● **Document excerpt**:
--------------------------------------------------

You have done something wrong in initialisation of lookup_table.
Since the issue is initialization, the C++ standard library allows you to initialize sequences without having to write for loops and thus will prevent you from making mistakes such as using == instead of =.
The std::fill_n function does this:
#include <algorithm>
//...
void initialize()
{
std::fill_n(lookup_table, MAX, NIL);
}
Interesting concept. Speeding up by memoization.
There is a different concept. You could call it compile time memoization. But in reality it is a compile time pre calculation of all Fibonacci numbers that fit into a 64 bit value.
One important property of the Fibonacci series is that the values grow strongly exponential. So, all existing build in integer data types will overflow rather quick.
With Binet's formula you can calculate that the 93rd Fibonacci number is the last that will fit in a 64bit unsigned value.
And calculating 93 values during compilation is a really simple task.
We will first define the default approach for calculation a Fibonacci number as a constexpr function:
// Constexpr function to calculate the nth Fibonacci number
constexpr unsigned long long getFibonacciNumber(size_t index) noexcept {
// Initialize first two even numbers
unsigned long long f1{ 0 }, f2{ 1 };
// calculating Fibonacci value
while (index--) {
// get next value of Fibonacci sequence
unsigned long long f3 = f2 + f1;
// Move to next number
f1 = f2;
f2 = f3;
}
return f2;
}
With that, Fibonacci numbers can easily be calculated at runtime. Then, we fill a std::array with all Fibonacci numbers. We use also a constexpr and make it a template with a variadic parameter pack.
We use std::integer_sequence to create a Fibonacci number for indices 0,1,2,3,4,5, ....
That is straigtforward and not complicated:
template <size_t... ManyIndices>
constexpr auto generateArrayHelper(std::integer_sequence<size_t, ManyIndices...>) noexcept {
return std::array<unsigned long long, sizeof...(ManyIndices)>{ { getFibonacciNumber(ManyIndices)... } };
};
This function will be fed with an integer sequence 0,1,2,3,4,... and return a std::array<unsigned long long, ...> with the corresponding Fibonacci numbers.
We know that we can store maximum 93 values. And therefore we make a next function, that will call the above with the integer sequence 1,2,3,4,...,92,93, like so:
constexpr auto generateArray() noexcept {
return generateArrayHelper(std::make_integer_sequence<size_t, MaxIndexFor64BitValue>());
}
And now, finally,
constexpr auto FIB = generateArray();
will give us a compile-time std::array<unsigned long long, 93> with the name FIB containing all Fibonacci numbers. And if we need the i'th Fibonacci number, then we can simply write FIB[i]. There will be no calculation at runtime.
I do not think that there is a faster way to calculate the n'th Fibonacci number.

--------------------------------------------------

● **Extracted information**:
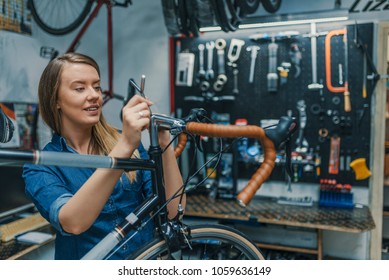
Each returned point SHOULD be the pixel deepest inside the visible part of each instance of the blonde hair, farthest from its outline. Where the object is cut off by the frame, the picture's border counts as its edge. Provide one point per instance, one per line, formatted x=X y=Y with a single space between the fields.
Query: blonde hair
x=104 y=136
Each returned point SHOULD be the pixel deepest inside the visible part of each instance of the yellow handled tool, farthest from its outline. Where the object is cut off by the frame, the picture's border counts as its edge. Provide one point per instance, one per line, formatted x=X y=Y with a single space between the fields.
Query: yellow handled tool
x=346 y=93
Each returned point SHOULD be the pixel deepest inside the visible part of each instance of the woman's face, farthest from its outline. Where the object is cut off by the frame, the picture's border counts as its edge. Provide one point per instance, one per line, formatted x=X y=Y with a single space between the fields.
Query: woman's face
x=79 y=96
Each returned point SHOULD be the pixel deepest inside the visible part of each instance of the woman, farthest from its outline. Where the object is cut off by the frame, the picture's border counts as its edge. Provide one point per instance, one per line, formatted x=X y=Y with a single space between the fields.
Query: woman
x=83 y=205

--------------------------------------------------

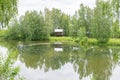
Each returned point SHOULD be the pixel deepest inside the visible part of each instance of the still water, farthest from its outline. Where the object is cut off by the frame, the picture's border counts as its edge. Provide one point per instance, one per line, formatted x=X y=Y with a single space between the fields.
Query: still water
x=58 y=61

--------------------------------------------------

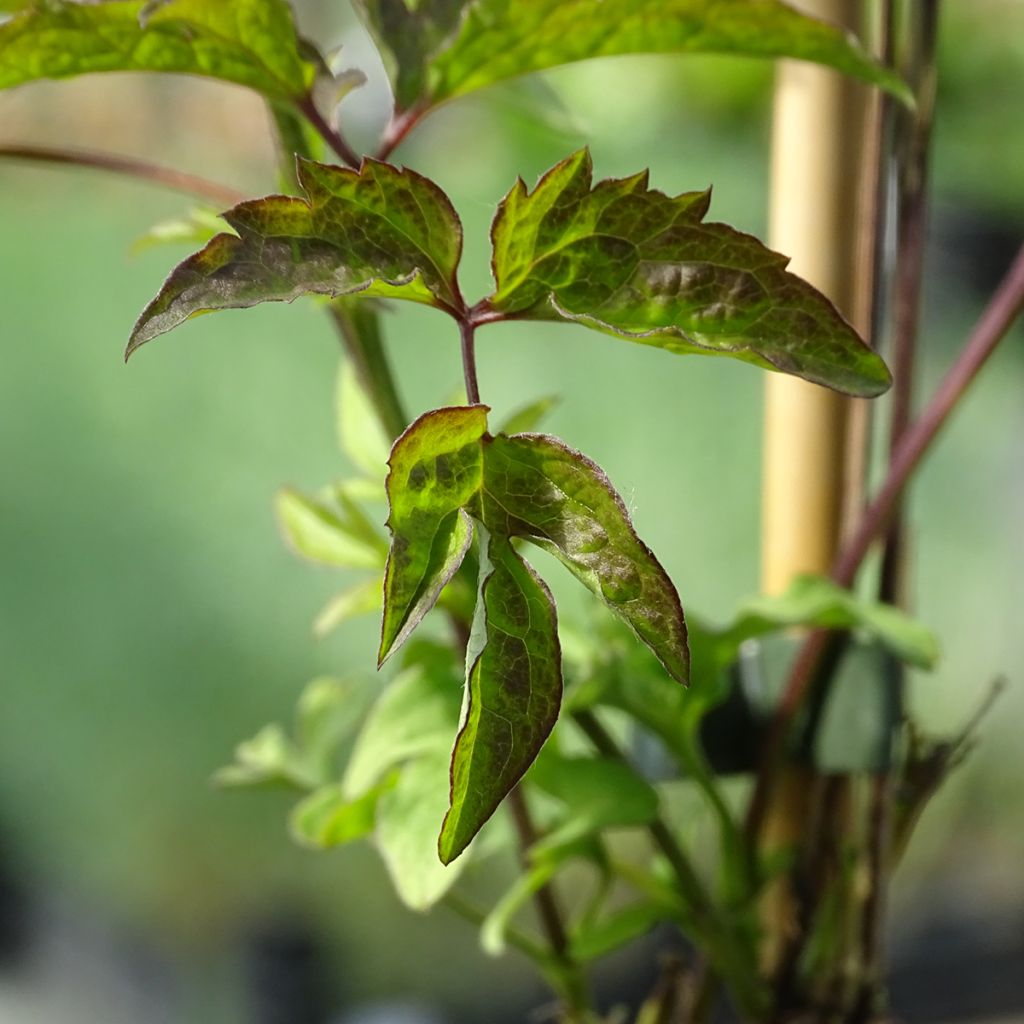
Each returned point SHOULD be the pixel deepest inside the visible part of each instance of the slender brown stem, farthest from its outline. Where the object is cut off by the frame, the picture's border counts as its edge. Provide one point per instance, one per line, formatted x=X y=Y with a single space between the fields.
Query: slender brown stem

--------------------------------------------------

● **Task prompt**:
Please copy the Fibonacci text starting at "void initialize()" and ending at "really simple task.", swapping "memoization" for "caching". The listing is separate material, unrelated to the Fibonacci text.

● **Answer for the task**:
void initialize()
{
std::fill_n(lookup_table, MAX, NIL);
}
Interesting concept. Speeding up by caching.
There is a different concept. You could call it compile time caching. But in reality it is a compile time pre calculation of all Fibonacci numbers that fit into a 64 bit value.
One important property of the Fibonacci series is that the values grow strongly exponential. So, all existing build in integer data types will overflow rather quick.
With Binet's formula you can calculate that the 93rd Fibonacci number is the last that will fit in a 64bit unsigned value.
And calculating 93 values during compilation is a really simple task.